__DESCRIPTION OF THE TASK__
Each entry below should be written out exactly as it is, with no pictures.

»»

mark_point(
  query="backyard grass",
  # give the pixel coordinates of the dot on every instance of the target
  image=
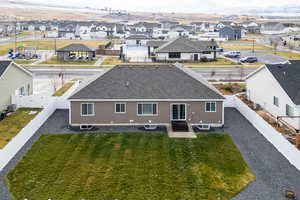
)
(11, 125)
(130, 166)
(62, 90)
(54, 61)
(285, 54)
(47, 44)
(243, 47)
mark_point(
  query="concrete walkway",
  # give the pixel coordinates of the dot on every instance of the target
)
(173, 134)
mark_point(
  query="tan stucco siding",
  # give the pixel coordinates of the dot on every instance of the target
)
(105, 113)
(13, 79)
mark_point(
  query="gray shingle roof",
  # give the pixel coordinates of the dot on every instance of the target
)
(288, 76)
(147, 82)
(75, 47)
(155, 43)
(3, 66)
(185, 45)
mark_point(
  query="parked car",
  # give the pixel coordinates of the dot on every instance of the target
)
(249, 59)
(232, 54)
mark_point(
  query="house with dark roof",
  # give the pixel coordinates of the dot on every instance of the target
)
(75, 52)
(276, 89)
(14, 80)
(182, 49)
(138, 95)
(231, 32)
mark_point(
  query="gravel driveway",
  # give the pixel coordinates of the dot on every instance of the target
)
(273, 172)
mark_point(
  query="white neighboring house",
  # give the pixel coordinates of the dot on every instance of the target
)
(183, 49)
(14, 80)
(276, 88)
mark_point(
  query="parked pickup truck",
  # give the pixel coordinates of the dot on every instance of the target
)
(232, 54)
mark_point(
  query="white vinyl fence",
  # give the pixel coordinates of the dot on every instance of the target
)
(12, 148)
(273, 136)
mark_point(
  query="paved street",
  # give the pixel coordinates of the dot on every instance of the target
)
(273, 172)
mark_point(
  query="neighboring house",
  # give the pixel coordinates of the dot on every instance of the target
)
(231, 32)
(137, 40)
(14, 80)
(272, 28)
(184, 50)
(138, 95)
(276, 88)
(66, 30)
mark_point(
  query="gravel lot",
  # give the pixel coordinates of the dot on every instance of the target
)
(273, 172)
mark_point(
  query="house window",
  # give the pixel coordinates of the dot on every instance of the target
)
(276, 101)
(120, 108)
(210, 107)
(147, 109)
(289, 110)
(87, 109)
(174, 55)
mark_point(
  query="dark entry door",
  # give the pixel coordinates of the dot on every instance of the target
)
(196, 58)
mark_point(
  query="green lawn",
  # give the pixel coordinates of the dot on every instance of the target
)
(62, 90)
(117, 61)
(24, 62)
(12, 125)
(130, 166)
(54, 61)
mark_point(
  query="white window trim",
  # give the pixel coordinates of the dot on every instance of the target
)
(88, 115)
(171, 112)
(137, 109)
(215, 106)
(124, 108)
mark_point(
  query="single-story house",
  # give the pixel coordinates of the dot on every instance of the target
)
(276, 89)
(139, 95)
(14, 80)
(231, 32)
(272, 28)
(182, 49)
(75, 52)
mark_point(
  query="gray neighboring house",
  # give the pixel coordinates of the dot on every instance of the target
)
(75, 51)
(14, 80)
(231, 32)
(182, 49)
(139, 95)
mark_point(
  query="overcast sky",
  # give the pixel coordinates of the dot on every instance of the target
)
(173, 5)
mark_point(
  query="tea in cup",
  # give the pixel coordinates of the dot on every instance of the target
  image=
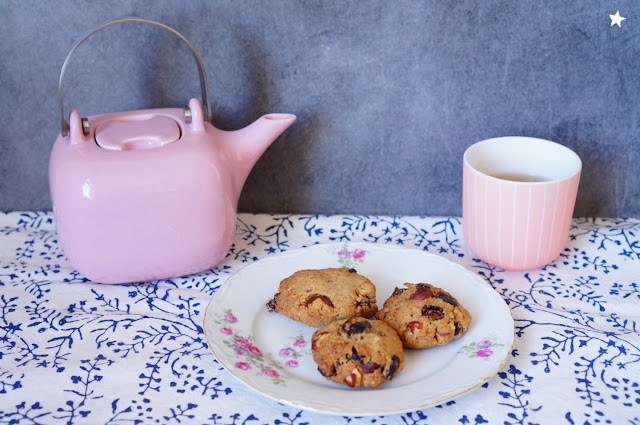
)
(518, 199)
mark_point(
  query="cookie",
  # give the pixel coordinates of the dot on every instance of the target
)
(424, 315)
(357, 352)
(317, 297)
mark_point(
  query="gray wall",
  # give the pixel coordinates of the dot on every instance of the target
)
(388, 94)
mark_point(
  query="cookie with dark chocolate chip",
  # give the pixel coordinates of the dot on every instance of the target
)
(357, 352)
(424, 315)
(317, 297)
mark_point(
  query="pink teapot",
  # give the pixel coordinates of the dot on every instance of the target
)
(151, 194)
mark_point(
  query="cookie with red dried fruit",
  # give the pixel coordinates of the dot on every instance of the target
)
(317, 297)
(424, 315)
(357, 352)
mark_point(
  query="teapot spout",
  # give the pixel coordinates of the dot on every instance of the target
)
(245, 146)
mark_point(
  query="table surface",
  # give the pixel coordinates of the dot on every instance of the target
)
(76, 352)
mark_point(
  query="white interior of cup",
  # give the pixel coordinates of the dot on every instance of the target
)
(536, 160)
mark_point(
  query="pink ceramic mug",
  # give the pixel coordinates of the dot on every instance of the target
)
(518, 199)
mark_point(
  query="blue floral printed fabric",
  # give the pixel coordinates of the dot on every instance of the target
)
(76, 352)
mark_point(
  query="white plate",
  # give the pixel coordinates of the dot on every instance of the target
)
(271, 353)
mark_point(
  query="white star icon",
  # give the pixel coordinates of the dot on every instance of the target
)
(616, 19)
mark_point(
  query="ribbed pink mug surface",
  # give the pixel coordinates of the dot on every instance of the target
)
(518, 199)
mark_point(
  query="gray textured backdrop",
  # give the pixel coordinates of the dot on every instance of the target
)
(388, 94)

««

__EXERCISE SOLUTION__
mark_point(
  query="backyard grass",
  # give the pixel coordinates of the dot on every instance of the target
  image=
)
(11, 125)
(130, 166)
(62, 90)
(54, 61)
(285, 54)
(47, 44)
(243, 47)
mark_point(
  query="concrete walkway",
  # give the pixel coordinates of the dot on every instance of the target
)
(173, 134)
mark_point(
  query="tan stucco siding",
  # give the pixel coordinates of the dot on every instance of the target
)
(105, 113)
(13, 79)
mark_point(
  query="gray shingle roof",
  # give the pixel coordinates of the dot on every instance of the target
)
(288, 76)
(147, 82)
(75, 47)
(155, 43)
(3, 66)
(185, 45)
mark_point(
  query="parked car",
  # give the pixel coordinates of the dot on every instance of the target
)
(249, 59)
(232, 54)
mark_point(
  query="house with dark roof",
  # give the pixel coordinates of the dot on every instance of the target
)
(75, 52)
(276, 89)
(14, 80)
(182, 49)
(138, 95)
(231, 32)
mark_point(
  query="gravel driveway",
  # give the pixel coordinates of the dot on every instance of the target
)
(273, 172)
mark_point(
  query="white neighboring house",
  # give the pixel coordinates of the dot on every instance of the target
)
(183, 49)
(14, 80)
(276, 88)
mark_point(
  query="parked pickup truck",
  # give the pixel coordinates of the dot on every instance of the target
)
(232, 54)
mark_point(
  query="white vinyl fence",
  # give the pixel coordinates of the dot on every instance of the target
)
(12, 148)
(273, 136)
mark_point(
  query="paved street",
  # give the pixel coordinates of the dot on every instance of the target
)
(273, 172)
mark_point(
  query="neighboring house",
  # give the pixel coordinates of the dot on every instance of the target
)
(231, 32)
(137, 40)
(14, 80)
(272, 28)
(184, 50)
(138, 95)
(276, 88)
(66, 30)
mark_point(
  query="gravel lot",
  # give the pixel coordinates of the dot on every instance of the target
)
(273, 172)
mark_point(
  query="house window",
  # give the pixel coordinates of the dot on every instance of the target
)
(276, 101)
(120, 108)
(210, 107)
(147, 109)
(289, 110)
(87, 109)
(174, 55)
mark_point(
  query="dark entry door",
  # give the pixel coordinates of the dot on every instance of the target
)
(196, 58)
mark_point(
  query="green lawn",
  # give the pixel coordinates of the dot on every instance of the target
)
(62, 90)
(117, 61)
(24, 62)
(12, 125)
(130, 166)
(54, 61)
mark_point(
  query="white window trim",
  # give the pixel coordinates of the dot on every instance of the target
)
(88, 115)
(171, 112)
(137, 109)
(215, 106)
(124, 108)
mark_point(
  query="single-story house",
  # give the pixel coordinates of the dot on every instance of the target
)
(276, 89)
(139, 95)
(14, 80)
(231, 32)
(272, 28)
(182, 49)
(75, 52)
mark_point(
  query="gray neighboring house",
  # give the pixel coordinates of the dot on every instance of the target
)
(75, 51)
(14, 80)
(231, 32)
(182, 49)
(139, 95)
mark_point(
  query="overcast sky",
  # give the pixel coordinates of the dot on every instance of the target
)
(173, 5)
mark_point(
  query="tea in cup",
  # give the pixel coordinates of the dot on every instance of the target
  image=
)
(518, 199)
mark_point(
  query="cookie",
  # give the pixel coordinates of the dot on every instance of the target
)
(424, 315)
(357, 352)
(317, 297)
mark_point(
  query="gray wall",
  # give the pixel coordinates of the dot on every instance of the target
)
(388, 94)
mark_point(
  query="cookie with dark chocolate chip",
  # give the pixel coordinates of the dot on every instance of the target
)
(357, 352)
(424, 315)
(317, 297)
mark_point(
  query="pink teapot",
  # give the pixel coordinates of the dot on every instance of the target
)
(151, 194)
mark_point(
  query="cookie with red dried fruit",
  # give the pixel coordinates of the dot on every instance of the target
)
(317, 297)
(424, 315)
(357, 352)
mark_point(
  query="teapot spout",
  # give the pixel coordinates of the dot on every instance of the target
)
(245, 146)
mark_point(
  query="table surface",
  # give the pixel coordinates of the dot on every instance of the target
)
(76, 352)
mark_point(
  query="white interior of cup",
  # give the pixel coordinates of the dot on every instance of the target
)
(536, 160)
mark_point(
  query="pink ceramic mug",
  # give the pixel coordinates of the dot on every instance of the target
)
(518, 199)
mark_point(
  query="blue floral printed fabric",
  # give the pixel coordinates of the dot on every instance of the target
)
(76, 352)
mark_point(
  query="white plate",
  # give the pixel coordinates of the dot on every instance of the target
)
(271, 353)
mark_point(
  query="white star icon",
  # give the pixel coordinates of the dot on every instance of the target
)
(616, 19)
mark_point(
  query="ribbed pink mug surface",
  # give the pixel coordinates of the dot on every instance of the target
)
(518, 199)
mark_point(
  query="gray textured backdrop",
  # give the pixel coordinates of the dot on every instance of the target
)
(388, 94)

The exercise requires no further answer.